TO-DO LIST.
1 > Sum up the garden text below in two sentences.
2 > Render part of the records below as a numbered list with blank lines left out. Begin at the line that has "Annotation guideline — the target class is gray armchair." and stop after the line that has "362;209;467;301".

SOURCE EXCERPT.
* Begin *

When I was younger, I actually had a list of goals for my own home garden in construction. These goals ranged from the superficial to the philosophic and included having a hand built dry stack stone wall, having a small fruit tree orchard, having the willingness to open my garden to the public one day, and to be able and willing to host events in my garden for the benefit of charitable endeavors my family and I supported.

I can happily report that over the last 20 years with the help of family and friends these goals have all been met at least once – the emphasis in that information being placed firmly on: WITH THE HELP OF FAMILY AND FRIENDS OVER TIME. Each goal met taught me something about the way things work, about my own limitations and strengths, and about the power of community. PHOTO: A view down the main pathway at the McConnell Arboretum and Gardens at Turtle Bay Exploration Park in Redding..

All of these goals and the ways in which they were ultimately met in way or another supported my belief in the benefits of sharing a garden, and reminded me of the importance of opening private gardens and public gardens. When I recently visited a small public historical society interested in developing a native plant pollinator and ethnobotanical garden as an ecological and educational addition to their public facility – my first reaction was: “Wow – in this drought, in the economy of this particular small town – to establish a new public garden is an act of supreme optimism.”

* End *

THE DATA.
* Begin *

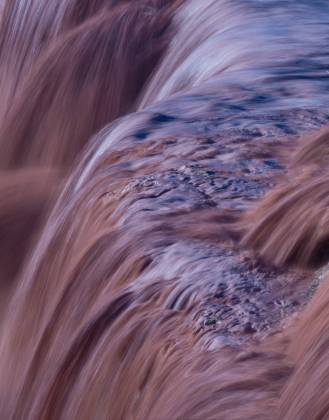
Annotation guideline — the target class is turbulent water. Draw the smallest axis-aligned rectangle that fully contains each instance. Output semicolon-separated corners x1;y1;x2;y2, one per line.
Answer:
0;0;329;420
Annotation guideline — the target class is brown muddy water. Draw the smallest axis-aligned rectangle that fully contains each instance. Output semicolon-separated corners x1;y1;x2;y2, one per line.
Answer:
0;0;329;420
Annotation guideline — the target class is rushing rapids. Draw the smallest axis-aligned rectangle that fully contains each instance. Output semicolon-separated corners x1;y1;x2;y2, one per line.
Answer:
0;0;329;420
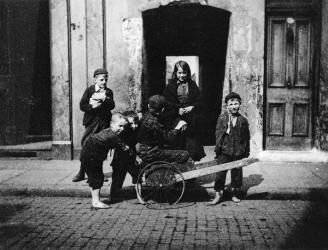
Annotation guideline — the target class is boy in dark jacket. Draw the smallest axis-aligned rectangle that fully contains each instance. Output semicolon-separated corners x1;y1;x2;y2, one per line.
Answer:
110;110;139;198
80;113;139;209
210;92;250;205
137;95;189;167
72;69;115;182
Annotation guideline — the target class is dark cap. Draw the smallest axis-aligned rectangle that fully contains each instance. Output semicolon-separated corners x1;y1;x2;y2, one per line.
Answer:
93;69;108;77
148;95;166;111
224;92;241;103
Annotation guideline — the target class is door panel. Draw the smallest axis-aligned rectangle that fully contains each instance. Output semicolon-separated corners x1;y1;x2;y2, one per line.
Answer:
0;0;51;145
266;16;312;150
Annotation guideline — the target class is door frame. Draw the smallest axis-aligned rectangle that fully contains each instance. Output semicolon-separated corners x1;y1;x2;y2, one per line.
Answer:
262;0;321;150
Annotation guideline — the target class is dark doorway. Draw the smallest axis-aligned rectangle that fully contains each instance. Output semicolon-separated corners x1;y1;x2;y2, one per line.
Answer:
142;4;230;145
0;0;52;145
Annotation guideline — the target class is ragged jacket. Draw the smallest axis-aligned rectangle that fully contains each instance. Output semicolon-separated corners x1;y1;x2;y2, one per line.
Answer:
215;112;250;158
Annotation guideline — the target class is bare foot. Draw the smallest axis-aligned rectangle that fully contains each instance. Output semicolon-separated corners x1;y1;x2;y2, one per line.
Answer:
208;192;223;205
92;201;110;209
231;196;240;203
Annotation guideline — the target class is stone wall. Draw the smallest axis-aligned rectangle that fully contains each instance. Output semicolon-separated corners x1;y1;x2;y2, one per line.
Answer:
316;0;328;151
50;0;265;158
106;0;265;152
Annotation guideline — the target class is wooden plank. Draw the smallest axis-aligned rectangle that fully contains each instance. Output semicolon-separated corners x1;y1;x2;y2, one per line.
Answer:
182;158;258;180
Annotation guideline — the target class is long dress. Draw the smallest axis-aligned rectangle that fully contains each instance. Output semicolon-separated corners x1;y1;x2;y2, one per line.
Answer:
163;80;205;161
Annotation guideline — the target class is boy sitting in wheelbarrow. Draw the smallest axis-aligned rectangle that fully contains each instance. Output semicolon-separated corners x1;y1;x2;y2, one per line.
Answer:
136;95;193;171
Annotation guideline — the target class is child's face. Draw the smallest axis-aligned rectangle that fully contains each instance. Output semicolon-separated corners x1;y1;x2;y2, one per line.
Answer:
95;74;108;89
127;117;138;130
110;119;127;135
227;98;240;114
177;67;187;82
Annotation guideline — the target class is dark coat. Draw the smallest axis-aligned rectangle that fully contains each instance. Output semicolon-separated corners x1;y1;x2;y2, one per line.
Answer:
163;81;202;137
80;85;115;127
215;112;250;157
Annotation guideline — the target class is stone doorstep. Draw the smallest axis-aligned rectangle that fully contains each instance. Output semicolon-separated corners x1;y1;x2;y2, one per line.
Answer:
257;150;328;163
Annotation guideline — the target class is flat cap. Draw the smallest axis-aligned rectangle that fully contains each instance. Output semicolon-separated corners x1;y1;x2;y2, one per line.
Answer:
148;95;166;111
224;92;241;103
93;68;108;77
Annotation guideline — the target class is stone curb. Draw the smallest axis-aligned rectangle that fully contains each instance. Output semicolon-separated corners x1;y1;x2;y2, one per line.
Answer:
0;186;328;202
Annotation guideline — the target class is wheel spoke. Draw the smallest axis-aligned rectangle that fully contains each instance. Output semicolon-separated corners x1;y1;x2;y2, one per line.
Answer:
143;186;160;201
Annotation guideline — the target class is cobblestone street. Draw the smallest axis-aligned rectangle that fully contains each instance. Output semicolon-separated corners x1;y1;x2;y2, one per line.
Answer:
0;196;328;249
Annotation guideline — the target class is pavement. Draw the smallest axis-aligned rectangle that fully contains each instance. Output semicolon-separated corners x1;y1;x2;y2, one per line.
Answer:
0;148;328;200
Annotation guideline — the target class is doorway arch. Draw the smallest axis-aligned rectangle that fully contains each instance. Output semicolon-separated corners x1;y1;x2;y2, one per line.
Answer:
142;4;231;145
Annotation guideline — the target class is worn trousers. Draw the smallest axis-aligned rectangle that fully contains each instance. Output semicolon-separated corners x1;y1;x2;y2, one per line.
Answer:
214;154;243;192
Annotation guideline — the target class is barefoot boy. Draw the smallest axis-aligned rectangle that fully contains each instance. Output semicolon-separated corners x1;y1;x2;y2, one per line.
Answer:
210;92;250;205
80;113;133;209
72;69;115;182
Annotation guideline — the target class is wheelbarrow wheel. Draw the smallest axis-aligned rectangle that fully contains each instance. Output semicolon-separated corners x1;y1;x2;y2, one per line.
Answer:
136;161;185;207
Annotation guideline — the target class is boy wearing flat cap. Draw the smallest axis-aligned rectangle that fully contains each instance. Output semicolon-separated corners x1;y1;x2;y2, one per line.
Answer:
210;92;250;205
72;68;115;182
136;95;189;168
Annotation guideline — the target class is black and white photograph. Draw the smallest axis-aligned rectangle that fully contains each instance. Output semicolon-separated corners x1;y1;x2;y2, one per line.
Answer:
0;0;328;250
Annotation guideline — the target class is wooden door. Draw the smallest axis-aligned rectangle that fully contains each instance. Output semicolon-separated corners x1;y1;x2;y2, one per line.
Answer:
266;16;313;150
0;0;52;145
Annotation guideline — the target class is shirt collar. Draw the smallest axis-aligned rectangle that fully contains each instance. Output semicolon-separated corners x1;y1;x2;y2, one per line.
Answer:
95;84;100;92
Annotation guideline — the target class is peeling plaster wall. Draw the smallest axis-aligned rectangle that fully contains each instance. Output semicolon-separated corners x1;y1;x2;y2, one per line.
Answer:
49;0;71;159
317;0;328;151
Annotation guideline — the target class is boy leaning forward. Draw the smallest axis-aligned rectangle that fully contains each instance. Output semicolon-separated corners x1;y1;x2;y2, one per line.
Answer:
210;92;250;205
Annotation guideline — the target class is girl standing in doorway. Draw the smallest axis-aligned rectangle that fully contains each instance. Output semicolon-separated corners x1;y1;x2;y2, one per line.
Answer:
163;61;205;161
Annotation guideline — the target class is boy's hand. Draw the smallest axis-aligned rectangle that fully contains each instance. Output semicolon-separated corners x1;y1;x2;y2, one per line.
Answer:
184;106;194;114
179;108;186;115
90;100;101;109
136;156;142;165
174;120;187;131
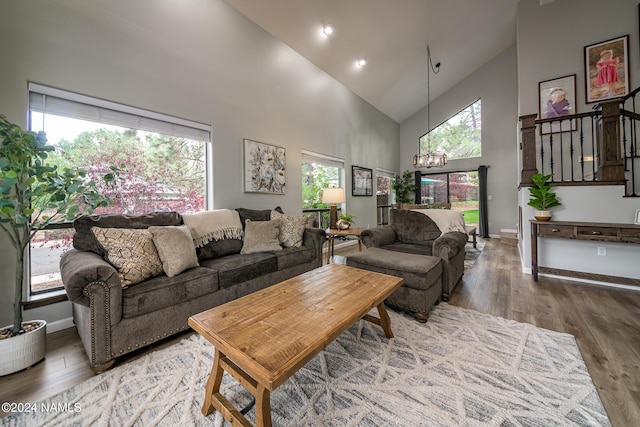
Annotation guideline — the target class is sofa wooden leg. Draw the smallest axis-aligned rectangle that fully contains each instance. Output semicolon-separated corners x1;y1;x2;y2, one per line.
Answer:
91;359;116;374
414;313;429;323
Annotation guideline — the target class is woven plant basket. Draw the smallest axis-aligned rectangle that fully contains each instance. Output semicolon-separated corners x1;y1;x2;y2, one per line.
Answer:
0;320;47;376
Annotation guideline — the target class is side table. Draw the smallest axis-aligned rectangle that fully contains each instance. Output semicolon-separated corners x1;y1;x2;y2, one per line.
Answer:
325;228;364;264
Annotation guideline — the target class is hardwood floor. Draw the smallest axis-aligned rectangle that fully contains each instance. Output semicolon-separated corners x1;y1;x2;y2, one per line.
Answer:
0;239;640;427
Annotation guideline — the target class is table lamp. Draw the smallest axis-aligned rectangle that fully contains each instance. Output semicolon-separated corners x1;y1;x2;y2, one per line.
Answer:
322;187;344;229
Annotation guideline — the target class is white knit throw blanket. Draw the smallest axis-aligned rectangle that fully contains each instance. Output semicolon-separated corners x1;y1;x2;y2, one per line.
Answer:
182;209;242;248
411;209;467;234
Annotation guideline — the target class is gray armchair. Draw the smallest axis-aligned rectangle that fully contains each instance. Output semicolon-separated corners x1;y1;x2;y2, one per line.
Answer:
362;209;467;301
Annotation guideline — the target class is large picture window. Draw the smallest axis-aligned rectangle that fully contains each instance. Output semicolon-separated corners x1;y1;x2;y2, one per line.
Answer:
29;84;211;294
420;170;480;225
419;99;482;160
302;151;344;228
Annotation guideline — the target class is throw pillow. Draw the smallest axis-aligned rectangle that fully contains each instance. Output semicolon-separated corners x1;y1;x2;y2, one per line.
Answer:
240;219;282;254
149;225;200;277
271;210;307;248
91;227;163;288
73;212;182;261
236;206;284;229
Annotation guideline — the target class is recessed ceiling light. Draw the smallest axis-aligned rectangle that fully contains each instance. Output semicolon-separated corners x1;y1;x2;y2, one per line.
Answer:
322;24;333;36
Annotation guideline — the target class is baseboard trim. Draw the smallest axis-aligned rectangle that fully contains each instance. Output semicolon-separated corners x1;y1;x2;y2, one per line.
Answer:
47;317;76;334
539;267;640;290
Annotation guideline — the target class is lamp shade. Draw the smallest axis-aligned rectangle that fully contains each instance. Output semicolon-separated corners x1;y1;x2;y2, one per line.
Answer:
322;187;344;203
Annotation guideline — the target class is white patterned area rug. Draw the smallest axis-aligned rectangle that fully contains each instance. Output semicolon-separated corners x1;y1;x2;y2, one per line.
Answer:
0;303;610;427
464;239;484;273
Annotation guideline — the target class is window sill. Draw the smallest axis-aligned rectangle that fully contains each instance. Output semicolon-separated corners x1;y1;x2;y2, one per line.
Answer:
22;289;68;310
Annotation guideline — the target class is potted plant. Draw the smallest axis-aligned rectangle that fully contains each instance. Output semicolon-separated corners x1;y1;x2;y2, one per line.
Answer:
528;173;560;221
391;170;417;204
0;115;119;375
336;212;356;230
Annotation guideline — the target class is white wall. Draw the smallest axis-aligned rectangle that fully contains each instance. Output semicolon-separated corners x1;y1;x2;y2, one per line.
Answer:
400;45;519;235
0;0;399;325
517;0;640;278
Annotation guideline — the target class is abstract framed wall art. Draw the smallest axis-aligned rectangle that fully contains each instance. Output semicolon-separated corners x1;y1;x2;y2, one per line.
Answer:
244;139;286;194
584;34;630;104
351;166;373;196
538;74;577;135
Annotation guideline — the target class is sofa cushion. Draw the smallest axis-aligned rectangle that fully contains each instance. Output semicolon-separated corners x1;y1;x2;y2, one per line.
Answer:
236;206;284;228
200;252;278;288
148;225;198;277
271;210;307;248
389;209;442;245
196;239;242;261
122;267;218;318
73;212;182;258
240;219;282;255
276;246;316;270
91;227;164;287
380;241;433;255
347;248;442;292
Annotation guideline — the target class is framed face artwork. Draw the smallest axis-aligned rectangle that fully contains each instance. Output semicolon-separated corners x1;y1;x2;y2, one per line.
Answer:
351;166;373;196
584;35;630;104
538;74;577;135
244;139;286;194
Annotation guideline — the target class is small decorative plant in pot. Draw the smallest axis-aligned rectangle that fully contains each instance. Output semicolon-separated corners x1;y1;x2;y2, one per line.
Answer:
391;170;416;205
0;115;119;375
336;212;356;230
528;173;560;221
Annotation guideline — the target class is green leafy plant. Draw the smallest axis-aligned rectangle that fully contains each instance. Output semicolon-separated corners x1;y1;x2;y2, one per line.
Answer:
338;212;356;224
528;173;560;211
391;170;417;203
0;115;119;336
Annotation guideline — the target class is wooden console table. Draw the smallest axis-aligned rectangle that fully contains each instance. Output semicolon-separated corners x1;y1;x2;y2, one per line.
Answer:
530;220;640;282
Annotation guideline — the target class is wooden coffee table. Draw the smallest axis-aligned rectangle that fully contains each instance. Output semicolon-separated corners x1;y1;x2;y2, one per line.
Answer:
189;264;403;426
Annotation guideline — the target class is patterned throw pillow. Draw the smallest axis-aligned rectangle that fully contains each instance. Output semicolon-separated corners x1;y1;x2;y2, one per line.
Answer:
149;225;200;277
271;210;307;248
240;219;282;254
91;227;164;288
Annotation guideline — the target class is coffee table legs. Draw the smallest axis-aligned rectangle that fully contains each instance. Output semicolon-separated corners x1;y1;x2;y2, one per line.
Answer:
363;301;393;338
202;349;271;427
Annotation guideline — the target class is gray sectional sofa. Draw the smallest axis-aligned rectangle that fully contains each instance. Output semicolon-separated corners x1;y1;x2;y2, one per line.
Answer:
60;209;325;372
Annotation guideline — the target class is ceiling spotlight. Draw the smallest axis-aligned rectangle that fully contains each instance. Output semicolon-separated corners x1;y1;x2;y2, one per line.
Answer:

* End *

ANSWER LIST.
1 > The writer once had a list of goals for a home garden, ranging from a hand built dry stack stone wall and a small fruit tree orchard to opening the garden to the public and hosting events for charitable causes, and over 20 years each goal was met at least once with the help of family and friends. Meeting these goals supported the writer's belief in sharing gardens, and on visiting a small historical society that wanted to develop a native plant garden, the writer saw starting a new public garden amid drought and that town's economy as an act of supreme optimism.

2 >
1. Annotation guideline — the target class is gray armchair. Draw the smallest axis-aligned rectangle that fully contains each instance. Output semicolon-separated corners x1;y1;x2;y2, one per line.
2. Answer:
3. 362;209;467;301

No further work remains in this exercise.